#### SOURCE TEXT ####

Category Archives: Travel

The Mobile Office

What’s in my mobile office? Here’s the list:

  • 13” MacBook Pro
  • Charge cord for the Mac
  • Foam/Cloth case for the Mac
  • Big heavy book: Switching to the Mac: The Missing Manual
  • Lightweight second screen.
  • Foam/cloth case for the 2nd screen
  • Connection cord for 2nd screen that has two other USB ports
  • 1TB Backup unit with (theoretically) all my computer files from all my computers
  • iPad
  • Charge cord with USB and plug
  • iPhone
  • Charge cord with USB and plug
  • Battery pack for charging iPhone and iPad with four USB ports— can be used with an electrical outlet to recharge the pack, or be plugged into a computer
  • Cord for plugging battery pack into a computer. Same cord also charges my Nook
  • Nook with 12 books to read
  • Charge cord and plug for the Nook.
  • Multi-USB charging station for charging four USB-using devices.
  • Two adapter plugs for Nepal

Two sets of earplugs, one with mic near the mouth

  • One set of headphones
  • Reading glasses
  • Notebook/Journal
  • Pens
  • Kanban mini white board
  • Kanban kit with stickies, dry erase pen.

#### PROVIDED RECORDS ####

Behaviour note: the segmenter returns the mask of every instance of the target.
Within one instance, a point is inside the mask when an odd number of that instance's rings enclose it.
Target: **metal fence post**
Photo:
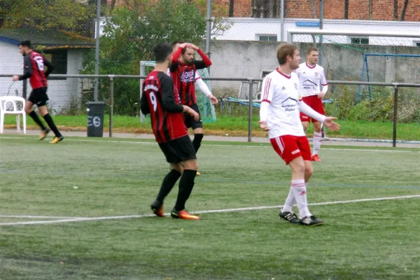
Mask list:
[[[397,119],[398,111],[398,85],[394,84],[394,113],[393,113],[393,129],[392,132],[392,146],[397,146]]]
[[[27,97],[27,92],[28,92],[28,80],[27,79],[23,80],[22,90],[23,90],[23,92],[22,92],[22,97],[26,99]]]
[[[112,137],[112,117],[113,115],[113,75],[109,75],[109,136]]]
[[[248,120],[248,141],[252,141],[252,97],[253,95],[253,80],[250,78],[249,80],[249,118]]]

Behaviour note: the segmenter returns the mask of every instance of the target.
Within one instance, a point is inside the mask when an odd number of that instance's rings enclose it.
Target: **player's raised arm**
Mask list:
[[[321,72],[321,85],[322,85],[322,91],[318,94],[318,98],[323,98],[328,91],[328,82],[326,78],[326,74],[323,69]]]
[[[273,98],[273,89],[272,85],[272,78],[265,77],[262,80],[262,92],[260,98],[260,127],[265,131],[270,130],[267,125],[267,116],[268,115],[268,109]]]
[[[206,83],[201,78],[201,76],[198,71],[195,72],[195,84],[198,85],[198,88],[202,93],[204,94],[209,99],[213,105],[217,104],[218,100],[212,94]]]
[[[195,65],[195,68],[197,69],[204,69],[204,68],[207,68],[211,65],[211,60],[209,58],[203,51],[198,48],[195,45],[192,44],[187,44],[187,48],[191,48],[194,50],[197,51],[197,52],[202,57],[202,60],[194,60],[193,63]]]

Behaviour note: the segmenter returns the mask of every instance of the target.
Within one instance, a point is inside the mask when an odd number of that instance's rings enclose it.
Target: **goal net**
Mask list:
[[[141,61],[140,62],[140,76],[147,76],[153,69],[156,63],[154,61]],[[209,77],[209,71],[206,69],[198,70],[198,73],[202,78]],[[211,83],[209,80],[203,80],[210,91],[211,91]],[[141,95],[141,89],[140,89]],[[195,95],[197,97],[197,104],[200,109],[201,119],[203,122],[215,122],[216,111],[214,106],[211,104],[209,98],[198,88],[195,87]],[[150,121],[150,116],[145,118]]]
[[[311,47],[319,50],[318,64],[329,80],[418,83],[420,33],[288,30],[288,41],[298,46],[302,59]],[[341,120],[391,121],[393,88],[330,85],[324,104]],[[420,122],[420,89],[399,88],[398,122]]]

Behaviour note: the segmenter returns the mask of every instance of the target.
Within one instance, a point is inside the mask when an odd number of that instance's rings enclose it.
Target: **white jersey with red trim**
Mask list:
[[[321,92],[321,85],[327,85],[324,69],[321,66],[309,66],[307,63],[301,63],[295,70],[300,85],[300,96],[302,97],[317,95]]]
[[[300,118],[299,87],[299,78],[295,73],[289,76],[279,69],[262,80],[261,103],[270,103],[267,115],[269,138],[305,135]]]

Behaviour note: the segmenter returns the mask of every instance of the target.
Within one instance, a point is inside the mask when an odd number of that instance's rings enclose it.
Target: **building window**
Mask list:
[[[45,50],[44,57],[52,64],[52,74],[67,74],[67,50]],[[50,80],[65,80],[65,78],[50,78]]]
[[[258,35],[258,41],[265,42],[276,42],[277,35]]]
[[[369,45],[369,38],[351,38],[350,43],[357,45]]]

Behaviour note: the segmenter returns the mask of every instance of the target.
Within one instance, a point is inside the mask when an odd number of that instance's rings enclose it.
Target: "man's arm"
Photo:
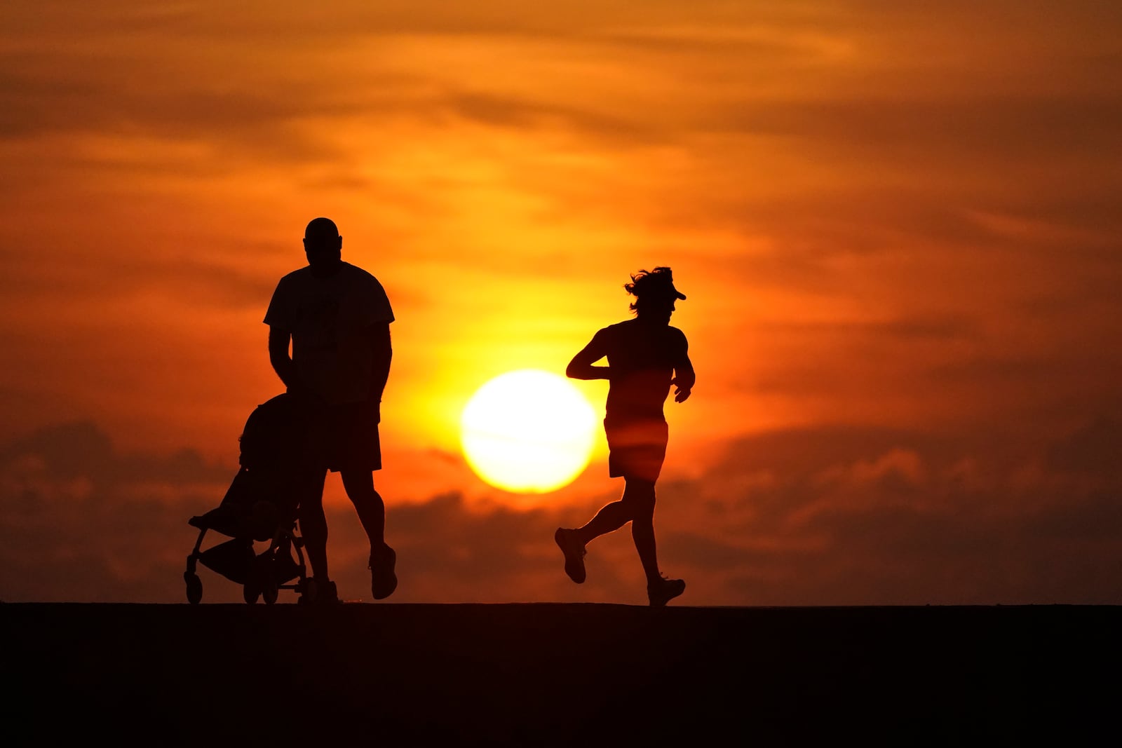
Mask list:
[[[693,373],[693,362],[690,361],[689,343],[686,335],[682,335],[682,350],[674,362],[674,378],[670,380],[674,385],[674,403],[684,403],[693,389],[697,376]]]
[[[273,370],[280,377],[280,381],[288,388],[288,391],[292,391],[300,389],[300,378],[296,376],[296,367],[292,362],[292,357],[288,355],[289,340],[292,340],[291,332],[269,325],[269,363],[273,364]]]
[[[370,348],[374,350],[374,370],[370,379],[370,400],[381,401],[389,379],[389,362],[394,358],[394,349],[389,343],[389,323],[376,322],[369,329]]]
[[[582,348],[564,370],[564,375],[570,379],[611,379],[610,367],[594,367],[592,363],[599,361],[608,354],[607,341],[604,331],[592,335],[588,345]]]

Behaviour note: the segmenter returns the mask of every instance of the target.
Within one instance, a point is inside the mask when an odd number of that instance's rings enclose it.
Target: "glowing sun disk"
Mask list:
[[[460,417],[468,464],[482,480],[517,493],[544,493],[588,464],[596,414],[567,379],[537,369],[480,387]]]

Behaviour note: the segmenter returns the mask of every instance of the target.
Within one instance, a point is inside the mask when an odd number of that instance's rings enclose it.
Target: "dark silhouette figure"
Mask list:
[[[341,259],[342,242],[329,219],[307,224],[307,266],[280,278],[265,323],[273,368],[288,393],[312,410],[309,437],[319,465],[318,486],[302,497],[300,529],[316,582],[316,600],[338,600],[328,575],[323,515],[328,470],[342,477],[370,539],[370,591],[375,600],[381,600],[397,587],[397,554],[386,545],[386,508],[371,473],[381,469],[378,423],[393,357],[389,323],[394,313],[377,278]]]
[[[607,379],[604,431],[608,437],[608,473],[623,477],[624,495],[605,506],[583,527],[559,527],[553,538],[564,554],[564,570],[578,584],[585,581],[585,546],[595,538],[632,524],[632,538],[646,573],[652,606],[664,606],[686,590],[680,579],[659,571],[654,543],[654,483],[666,455],[666,419],[662,404],[675,386],[674,401],[683,403],[693,388],[693,364],[681,330],[670,326],[674,303],[686,295],[674,288],[670,268],[640,270],[624,288],[635,296],[634,320],[604,327],[592,336],[565,373],[573,379]],[[608,366],[592,366],[603,358]]]

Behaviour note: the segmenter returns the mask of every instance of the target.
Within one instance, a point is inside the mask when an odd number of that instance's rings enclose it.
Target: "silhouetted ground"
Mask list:
[[[0,620],[6,745],[1118,735],[1114,607],[9,603]]]

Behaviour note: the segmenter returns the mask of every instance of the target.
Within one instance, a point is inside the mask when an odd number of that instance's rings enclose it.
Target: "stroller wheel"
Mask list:
[[[197,606],[203,599],[203,581],[193,572],[183,572],[183,581],[187,584],[187,602]]]

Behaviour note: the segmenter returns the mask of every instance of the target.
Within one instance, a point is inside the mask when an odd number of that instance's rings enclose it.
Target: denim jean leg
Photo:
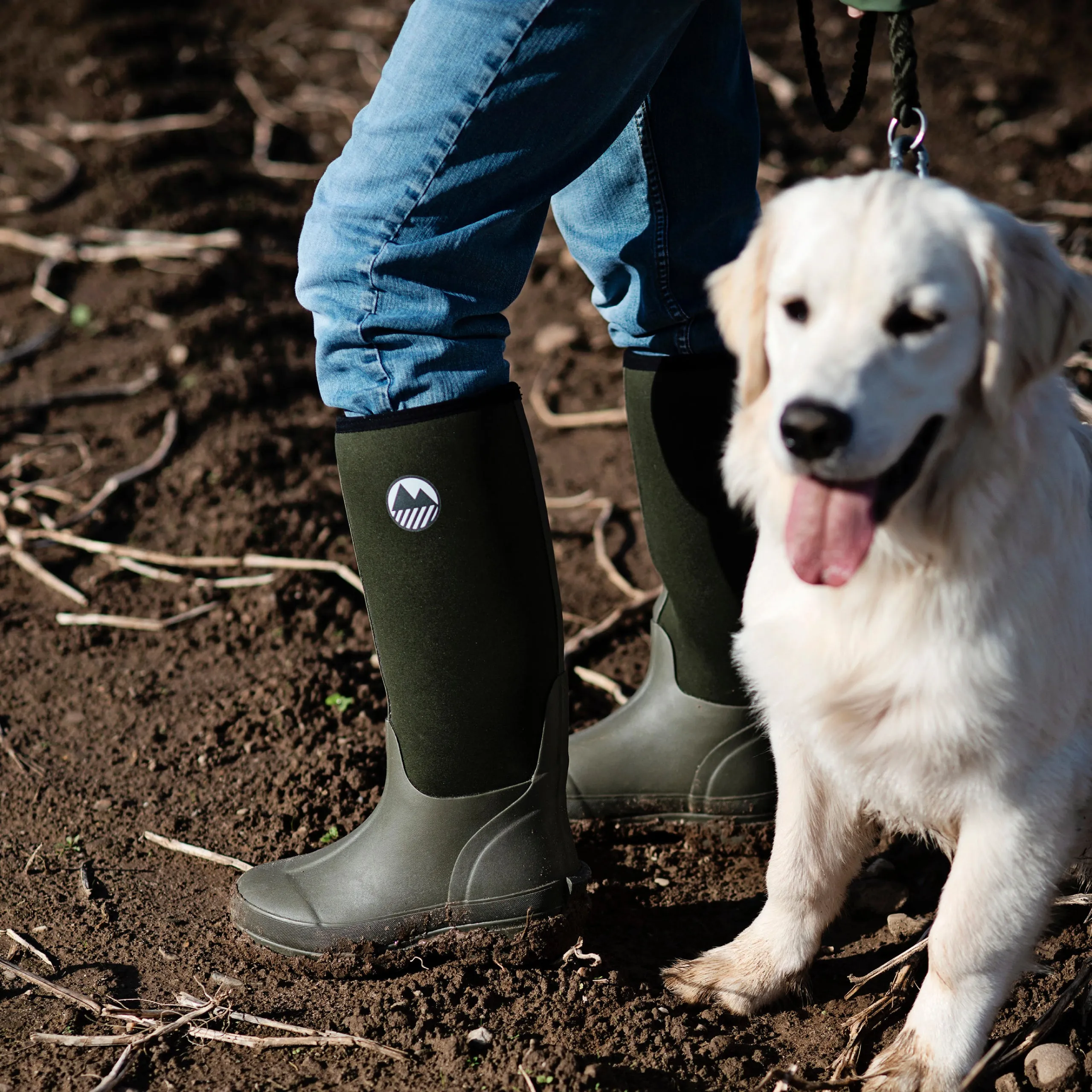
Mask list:
[[[328,404],[387,413],[507,381],[501,312],[551,194],[631,122],[699,3],[636,19],[628,0],[416,0],[300,238]],[[630,215],[604,226],[618,247]]]
[[[704,0],[607,152],[554,198],[616,345],[721,347],[705,277],[758,215],[758,108],[738,0]]]

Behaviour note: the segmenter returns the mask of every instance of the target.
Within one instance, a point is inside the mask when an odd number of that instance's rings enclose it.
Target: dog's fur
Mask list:
[[[931,838],[952,867],[928,974],[868,1087],[953,1092],[1089,844],[1092,474],[1059,371],[1092,336],[1092,281],[1041,229],[887,171],[779,197],[710,296],[739,358],[725,486],[759,527],[736,658],[779,798],[761,913],[665,977],[755,1012],[805,976],[877,824]],[[940,321],[895,336],[900,305]],[[853,418],[821,464],[779,432],[800,397]],[[803,477],[875,478],[937,415],[860,567],[798,578]]]

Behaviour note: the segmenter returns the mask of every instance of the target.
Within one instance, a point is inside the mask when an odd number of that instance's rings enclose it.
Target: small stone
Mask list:
[[[547,322],[535,334],[535,352],[546,356],[555,349],[568,348],[579,336],[579,328],[569,322]]]
[[[1077,1069],[1077,1056],[1060,1043],[1040,1043],[1024,1058],[1024,1075],[1044,1092],[1061,1088]]]
[[[895,940],[909,940],[916,937],[926,925],[929,924],[927,917],[910,917],[907,914],[888,914],[888,933]]]
[[[492,1032],[487,1028],[475,1028],[466,1033],[466,1042],[472,1046],[488,1046],[492,1042]]]
[[[219,971],[213,971],[209,977],[216,983],[217,986],[227,986],[228,989],[238,989],[242,982],[239,978],[233,978],[229,974],[221,974]]]

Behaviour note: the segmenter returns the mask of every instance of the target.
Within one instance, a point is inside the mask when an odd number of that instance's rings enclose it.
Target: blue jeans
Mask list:
[[[507,382],[551,199],[616,345],[719,348],[703,282],[746,241],[758,154],[739,0],[416,0],[299,241],[323,400]]]

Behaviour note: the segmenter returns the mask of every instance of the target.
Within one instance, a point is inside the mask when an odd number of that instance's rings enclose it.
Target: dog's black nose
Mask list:
[[[797,399],[781,415],[781,438],[796,455],[811,462],[844,448],[853,436],[853,418],[836,406]]]

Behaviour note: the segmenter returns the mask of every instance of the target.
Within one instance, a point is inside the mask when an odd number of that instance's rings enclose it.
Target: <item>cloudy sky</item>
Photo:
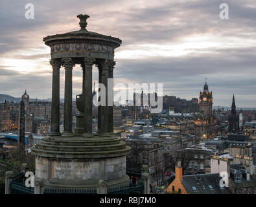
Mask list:
[[[54,3],[53,3],[54,2]],[[221,3],[229,19],[219,17]],[[25,16],[27,3],[35,19]],[[51,97],[50,49],[43,37],[87,30],[122,40],[116,49],[117,83],[163,83],[164,94],[198,97],[205,78],[215,105],[256,107],[256,3],[254,0],[1,0],[0,93]],[[61,96],[64,73],[61,70]],[[93,78],[97,82],[97,71]],[[73,95],[82,71],[73,70]]]

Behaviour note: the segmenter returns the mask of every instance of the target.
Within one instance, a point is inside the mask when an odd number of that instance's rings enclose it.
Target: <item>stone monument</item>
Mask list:
[[[121,40],[87,31],[87,15],[80,14],[80,30],[43,38],[51,47],[52,67],[51,132],[31,148],[36,155],[35,193],[42,188],[93,189],[99,180],[109,187],[129,185],[126,155],[130,147],[113,132],[113,107],[99,106],[98,133],[92,133],[92,68],[99,69],[99,83],[108,88],[113,78],[114,50]],[[77,115],[72,133],[72,70],[80,64],[83,72],[82,93],[76,95]],[[64,131],[60,133],[60,69],[65,69]],[[112,95],[113,97],[113,95]],[[106,101],[108,98],[106,98]],[[113,101],[113,98],[112,98]],[[39,185],[39,186],[38,186]]]

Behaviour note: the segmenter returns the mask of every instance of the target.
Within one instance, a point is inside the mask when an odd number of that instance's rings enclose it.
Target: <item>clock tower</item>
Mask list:
[[[213,114],[213,93],[209,92],[207,83],[204,86],[199,96],[200,112],[194,116],[196,140],[211,139],[216,135],[216,119]]]
[[[199,109],[204,115],[211,116],[213,114],[213,93],[208,90],[207,83],[204,86],[203,92],[200,91],[199,96]]]

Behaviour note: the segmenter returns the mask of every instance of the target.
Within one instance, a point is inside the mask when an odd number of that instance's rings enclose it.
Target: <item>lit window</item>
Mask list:
[[[193,190],[193,191],[196,191],[196,188],[194,186],[192,186],[192,189]]]

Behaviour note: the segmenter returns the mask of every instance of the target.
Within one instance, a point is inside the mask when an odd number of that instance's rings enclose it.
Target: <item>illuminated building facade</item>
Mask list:
[[[195,135],[198,141],[211,139],[216,134],[216,119],[213,114],[213,93],[205,82],[199,96],[200,113],[194,117]]]

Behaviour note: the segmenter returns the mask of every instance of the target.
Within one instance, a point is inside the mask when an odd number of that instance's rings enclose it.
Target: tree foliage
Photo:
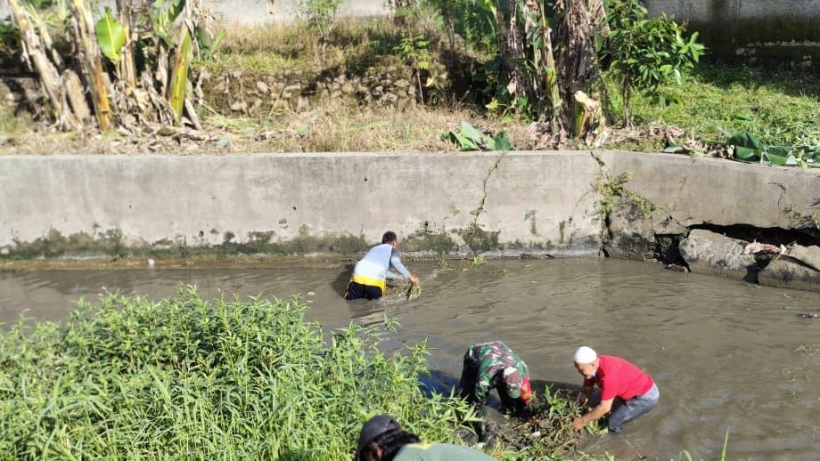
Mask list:
[[[660,85],[674,79],[682,83],[682,73],[694,67],[704,46],[697,43],[698,33],[685,38],[685,27],[667,18],[648,19],[639,0],[608,0],[606,36],[602,57],[618,74],[623,97],[624,125],[631,125],[629,99],[635,92],[660,102]]]

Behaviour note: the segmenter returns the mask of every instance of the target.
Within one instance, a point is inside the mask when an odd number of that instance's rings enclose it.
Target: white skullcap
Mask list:
[[[581,346],[575,352],[572,361],[575,363],[592,363],[598,358],[598,354],[591,347]]]

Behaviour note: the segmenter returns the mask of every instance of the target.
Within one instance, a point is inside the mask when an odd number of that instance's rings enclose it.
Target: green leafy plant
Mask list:
[[[126,33],[108,6],[105,7],[105,13],[97,21],[95,29],[102,54],[115,64],[119,62],[122,59],[119,52],[126,44]]]
[[[460,131],[442,134],[441,140],[458,145],[462,150],[513,150],[506,132],[501,131],[495,136],[489,136],[467,122],[462,122]]]
[[[8,459],[350,459],[362,422],[394,415],[463,443],[461,399],[424,391],[426,343],[398,328],[323,331],[299,298],[160,302],[109,294],[64,324],[0,334],[0,453]],[[469,419],[469,417],[466,417]]]
[[[647,19],[639,0],[608,0],[605,4],[611,32],[601,58],[619,75],[623,123],[628,126],[633,93],[666,103],[660,93],[661,84],[674,80],[681,85],[682,73],[694,67],[705,47],[697,42],[697,32],[685,37],[685,28],[665,14]]]
[[[766,143],[748,132],[733,134],[724,144],[730,157],[742,162],[820,167],[820,147]]]

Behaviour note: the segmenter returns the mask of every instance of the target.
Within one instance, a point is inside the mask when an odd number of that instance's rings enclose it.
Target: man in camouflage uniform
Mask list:
[[[532,402],[529,371],[512,349],[500,341],[472,344],[464,352],[457,393],[483,417],[490,391],[498,390],[504,411],[520,412]]]

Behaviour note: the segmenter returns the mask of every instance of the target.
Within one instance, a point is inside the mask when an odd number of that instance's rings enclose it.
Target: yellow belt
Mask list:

####

PROMPT: Could you repeat the stretch of the mobile office list from "Category Archives: Travel" through "Lightweight second screen.", switching "MacBook Pro" to "MacBook Air"?

OUTPUT OF THE TASK:
Category Archives: Travel

The Mobile Office

What’s in my mobile office? Here’s the list:

  • 13” MacBook Air
  • Charge cord for the Mac
  • Foam/Cloth case for the Mac
  • Big heavy book: Switching to the Mac: The Missing Manual
  • Lightweight second screen.